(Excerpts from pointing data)
···
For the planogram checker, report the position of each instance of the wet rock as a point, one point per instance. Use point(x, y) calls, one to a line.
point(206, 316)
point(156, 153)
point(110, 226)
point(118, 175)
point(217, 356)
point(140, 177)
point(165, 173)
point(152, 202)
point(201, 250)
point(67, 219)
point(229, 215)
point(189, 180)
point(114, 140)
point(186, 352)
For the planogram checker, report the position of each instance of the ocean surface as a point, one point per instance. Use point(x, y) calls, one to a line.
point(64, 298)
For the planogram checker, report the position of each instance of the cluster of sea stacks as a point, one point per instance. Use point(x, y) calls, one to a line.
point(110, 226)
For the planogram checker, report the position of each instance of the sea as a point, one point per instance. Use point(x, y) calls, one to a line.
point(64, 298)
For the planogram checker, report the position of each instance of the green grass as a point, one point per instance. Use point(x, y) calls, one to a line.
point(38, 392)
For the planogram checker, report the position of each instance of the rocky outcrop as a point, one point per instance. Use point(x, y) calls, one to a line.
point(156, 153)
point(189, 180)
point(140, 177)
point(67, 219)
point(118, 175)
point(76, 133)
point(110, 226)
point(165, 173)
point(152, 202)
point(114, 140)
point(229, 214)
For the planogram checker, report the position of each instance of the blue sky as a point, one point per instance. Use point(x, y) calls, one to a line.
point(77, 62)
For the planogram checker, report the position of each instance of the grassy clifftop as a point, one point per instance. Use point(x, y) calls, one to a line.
···
▸ TO BE DONE:
Give every line of the data above as a Markdown table with the columns Row and Line. Put a sequential row number under Row and the line itself under Line, and leave out any blank lines.

▸ REPLY TO THE TASK:
| Row | Line |
|---|---|
| 1 | For the planogram checker, report the position of each instance of the wet rock as a point, one point per instance. Use point(x, y) calls, one to a line. |
| 2 | point(206, 316) |
| 3 | point(156, 153) |
| 4 | point(110, 226) |
| 5 | point(118, 175) |
| 6 | point(217, 356) |
| 7 | point(140, 177) |
| 8 | point(165, 173) |
| 9 | point(152, 202) |
| 10 | point(201, 250) |
| 11 | point(67, 219) |
| 12 | point(229, 215) |
| 13 | point(189, 180) |
| 14 | point(114, 140) |
| 15 | point(186, 352) |
| 16 | For the planogram checker, report the position of each instance of the ocean surface as a point, one point per instance. Use point(x, y) calls, one to a line. |
| 17 | point(64, 298) |
| 18 | For the planogram checker, report the position of each instance of the cluster of sea stacks as a point, one point per instance. Use point(x, y) calls, one to a line. |
| 19 | point(110, 226) |
| 20 | For the planogram checker, report the position of each instance of the sea as a point, one point per instance. Use point(x, y) calls, one to a line. |
| 21 | point(64, 298) |
| 22 | For the planogram checker, report the position of each instance of the green grass as a point, one point per instance. Use point(x, y) calls, one to a line. |
| 23 | point(38, 392) |
| 24 | For the planogram checker, report the position of each instance of the rocky outcrop as a point, one point per instance. Use point(x, y) calls, one to a line. |
| 25 | point(156, 153) |
| 26 | point(189, 180) |
| 27 | point(140, 177) |
| 28 | point(67, 219) |
| 29 | point(118, 175) |
| 30 | point(76, 133) |
| 31 | point(110, 226) |
| 32 | point(165, 173) |
| 33 | point(152, 202) |
| 34 | point(114, 140) |
| 35 | point(229, 214) |
| 36 | For the planogram checker, report the position of each instance of the blue sky as a point, one point per instance. Use point(x, y) calls, one to a line. |
| 37 | point(77, 62) |
| 38 | For the planogram checker, report the position of each instance of the grassy clifftop as a point, one point per instance. Use point(x, y) calls, one to a line. |